One of the biggest unspoken challenges I had when exploring HTM theory and trying to build applications was: how do you choose and configure encoders to translate your raw input data into SDRs? This problem has been acknowledged by many, and there’s a paper or two on the problem of encoders, but very little analysis has been done on them.
I’ve wanted to understand the problem of representations in HTM-like Binary Population Neural Networks and understand how information is represented and transformed through the system. However, we must start from the beginning of how data is encoded in the first place.
What always frustrated me from the beginning is that the output of encoders are not SDRs, according to their definition. They are not always sparse, and they are usually localist, not distributed. In fact, according to the classical definition of distributed representation, (every element is participating in the representation of the content), its questionable if a binary array can ever be distributed since each element has only one state in which it is expressing information “1”. The “0” represents “no information”, or rather “no evidence of the thing I represent”.
So what kind of properties can we derive from an encoders output? Here I show some visualizations of a scalar encoder on the unit interval. In particular, I call this a Fixed Weight Encoder since the output is guaranteed to have the same number of active bits.
There’s quite a lot going on in this figure and I want to break it down by pieces. This is the simplest possible scalar encoder. Here, the parameter w=1 which means 1 bit is active at any time. By setting w=1, the scalar encoder becomes a one-hot encoder.

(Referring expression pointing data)
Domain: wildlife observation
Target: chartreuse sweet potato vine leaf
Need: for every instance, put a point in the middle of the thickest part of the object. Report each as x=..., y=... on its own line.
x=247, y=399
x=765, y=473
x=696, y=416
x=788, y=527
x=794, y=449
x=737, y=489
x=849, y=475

:: ASSIGNED TASK A ::
Update the encoder post between "One of the biggest" and "done on them.", inclusive, replacing "raw input data" with "incoming data".
:: ASSIGNED TASK B ::
List every kind of encoder that the encoder post names.

:: ANSWER A ::
One of the biggest unspoken challenges I had when exploring HTM theory and trying to build applications was: how do you choose and configure encoders to translate your incoming data into SDRs? This problem has been acknowledged by many, and there’s a paper or two on the problem of encoders, but very little analysis has been done on them.

:: ANSWER B ::
Scalar encoder, Fixed Weight Encoder, one-hot encoder